Exactly the lines from the start of the data through the line containing "positive clicks: (393, 143)" should be output, with both ends kept and nothing added.
-.-.-
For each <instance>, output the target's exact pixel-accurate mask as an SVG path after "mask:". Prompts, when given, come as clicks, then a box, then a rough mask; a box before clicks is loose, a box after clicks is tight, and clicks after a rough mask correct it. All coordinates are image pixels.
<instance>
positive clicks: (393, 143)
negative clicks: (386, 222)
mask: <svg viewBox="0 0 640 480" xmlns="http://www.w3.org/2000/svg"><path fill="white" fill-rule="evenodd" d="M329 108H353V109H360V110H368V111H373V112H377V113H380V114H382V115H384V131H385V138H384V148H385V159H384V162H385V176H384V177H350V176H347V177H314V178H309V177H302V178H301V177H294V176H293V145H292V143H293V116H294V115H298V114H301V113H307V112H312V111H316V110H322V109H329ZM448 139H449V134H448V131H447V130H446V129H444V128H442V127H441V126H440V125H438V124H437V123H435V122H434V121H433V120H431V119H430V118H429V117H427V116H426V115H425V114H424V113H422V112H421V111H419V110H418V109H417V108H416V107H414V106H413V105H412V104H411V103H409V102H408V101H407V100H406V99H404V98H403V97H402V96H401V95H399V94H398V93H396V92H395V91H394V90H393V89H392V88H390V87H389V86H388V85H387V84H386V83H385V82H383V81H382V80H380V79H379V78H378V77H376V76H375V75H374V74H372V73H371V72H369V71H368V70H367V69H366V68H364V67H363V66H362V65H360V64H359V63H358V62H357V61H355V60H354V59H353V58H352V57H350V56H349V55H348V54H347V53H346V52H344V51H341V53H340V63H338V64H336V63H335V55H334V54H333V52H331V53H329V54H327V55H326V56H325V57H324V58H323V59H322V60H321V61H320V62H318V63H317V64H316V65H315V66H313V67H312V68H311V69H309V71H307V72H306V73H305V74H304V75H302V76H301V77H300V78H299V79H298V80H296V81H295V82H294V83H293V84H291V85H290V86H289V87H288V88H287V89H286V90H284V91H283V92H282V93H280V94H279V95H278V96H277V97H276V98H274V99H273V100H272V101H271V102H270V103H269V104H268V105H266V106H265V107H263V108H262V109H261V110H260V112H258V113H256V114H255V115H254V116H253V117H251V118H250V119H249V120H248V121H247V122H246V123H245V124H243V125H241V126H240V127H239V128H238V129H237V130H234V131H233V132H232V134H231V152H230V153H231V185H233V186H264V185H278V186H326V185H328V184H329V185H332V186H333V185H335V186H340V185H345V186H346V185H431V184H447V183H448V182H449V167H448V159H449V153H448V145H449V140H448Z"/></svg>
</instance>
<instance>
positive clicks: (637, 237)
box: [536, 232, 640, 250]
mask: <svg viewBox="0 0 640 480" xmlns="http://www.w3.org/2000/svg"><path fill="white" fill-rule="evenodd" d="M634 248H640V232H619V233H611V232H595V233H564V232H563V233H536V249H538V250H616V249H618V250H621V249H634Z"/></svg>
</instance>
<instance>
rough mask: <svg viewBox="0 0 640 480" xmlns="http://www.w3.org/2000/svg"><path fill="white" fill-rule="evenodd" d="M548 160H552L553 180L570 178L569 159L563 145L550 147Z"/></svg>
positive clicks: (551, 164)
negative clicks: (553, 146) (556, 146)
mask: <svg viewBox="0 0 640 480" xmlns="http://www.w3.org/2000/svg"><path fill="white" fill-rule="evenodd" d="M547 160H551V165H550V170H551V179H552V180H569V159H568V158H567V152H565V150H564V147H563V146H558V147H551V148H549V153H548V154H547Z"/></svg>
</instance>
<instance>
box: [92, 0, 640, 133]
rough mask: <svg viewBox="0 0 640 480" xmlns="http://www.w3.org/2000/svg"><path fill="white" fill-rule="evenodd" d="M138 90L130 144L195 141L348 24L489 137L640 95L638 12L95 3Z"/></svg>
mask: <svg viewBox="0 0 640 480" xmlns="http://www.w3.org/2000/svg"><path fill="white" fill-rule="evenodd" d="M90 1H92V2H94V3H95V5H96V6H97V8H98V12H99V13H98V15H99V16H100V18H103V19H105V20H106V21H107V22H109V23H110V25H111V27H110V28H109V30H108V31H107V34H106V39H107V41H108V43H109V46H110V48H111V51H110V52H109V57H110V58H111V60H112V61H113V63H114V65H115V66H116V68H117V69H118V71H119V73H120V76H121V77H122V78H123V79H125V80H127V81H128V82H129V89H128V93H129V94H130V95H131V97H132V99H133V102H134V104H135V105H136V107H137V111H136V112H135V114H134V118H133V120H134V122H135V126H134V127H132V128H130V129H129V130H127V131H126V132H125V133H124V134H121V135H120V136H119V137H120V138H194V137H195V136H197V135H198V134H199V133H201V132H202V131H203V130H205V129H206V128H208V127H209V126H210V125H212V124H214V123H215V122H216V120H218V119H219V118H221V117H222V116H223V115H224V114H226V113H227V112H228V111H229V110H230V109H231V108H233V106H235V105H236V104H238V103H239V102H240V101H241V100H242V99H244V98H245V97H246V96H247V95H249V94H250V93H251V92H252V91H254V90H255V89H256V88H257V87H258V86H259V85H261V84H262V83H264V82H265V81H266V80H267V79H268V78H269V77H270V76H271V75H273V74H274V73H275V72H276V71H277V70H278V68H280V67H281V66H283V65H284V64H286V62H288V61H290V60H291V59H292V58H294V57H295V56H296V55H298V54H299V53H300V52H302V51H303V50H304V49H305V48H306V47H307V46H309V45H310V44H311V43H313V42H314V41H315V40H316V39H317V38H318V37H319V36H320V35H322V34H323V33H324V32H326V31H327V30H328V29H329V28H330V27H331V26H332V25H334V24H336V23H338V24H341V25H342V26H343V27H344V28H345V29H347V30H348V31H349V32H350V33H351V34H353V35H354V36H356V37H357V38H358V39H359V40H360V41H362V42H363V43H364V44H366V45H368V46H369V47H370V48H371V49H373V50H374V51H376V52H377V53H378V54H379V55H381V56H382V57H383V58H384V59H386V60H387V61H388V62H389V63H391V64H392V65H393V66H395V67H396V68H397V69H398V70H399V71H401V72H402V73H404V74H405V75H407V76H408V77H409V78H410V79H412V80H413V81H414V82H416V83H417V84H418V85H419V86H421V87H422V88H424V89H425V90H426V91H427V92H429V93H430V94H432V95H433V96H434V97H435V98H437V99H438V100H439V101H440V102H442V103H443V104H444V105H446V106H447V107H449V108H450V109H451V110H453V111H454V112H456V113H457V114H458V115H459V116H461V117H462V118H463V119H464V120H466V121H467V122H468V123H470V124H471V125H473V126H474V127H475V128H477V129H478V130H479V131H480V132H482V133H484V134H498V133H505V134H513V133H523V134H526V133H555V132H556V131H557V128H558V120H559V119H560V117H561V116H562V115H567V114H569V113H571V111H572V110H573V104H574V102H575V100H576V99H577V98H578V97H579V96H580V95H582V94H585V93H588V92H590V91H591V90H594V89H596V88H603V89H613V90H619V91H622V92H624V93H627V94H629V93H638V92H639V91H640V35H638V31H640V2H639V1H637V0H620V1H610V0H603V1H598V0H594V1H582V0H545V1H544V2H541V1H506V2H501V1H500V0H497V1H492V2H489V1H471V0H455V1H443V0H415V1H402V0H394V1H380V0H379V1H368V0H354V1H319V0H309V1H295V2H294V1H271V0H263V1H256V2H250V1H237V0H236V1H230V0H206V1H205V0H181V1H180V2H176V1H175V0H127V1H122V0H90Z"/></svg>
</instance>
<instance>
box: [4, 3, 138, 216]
-.-.-
_Answer to this task_:
For each <instance>, output the target's exact pixel-accurate mask as an SVG path after "mask:". Prompts, when given, come as clicks, then a box, then a rough mask; a box before clicks is loose, a box after clicks is tight, and clicks after a rough mask correct it. All coordinates are image pixels.
<instance>
positive clicks: (393, 143)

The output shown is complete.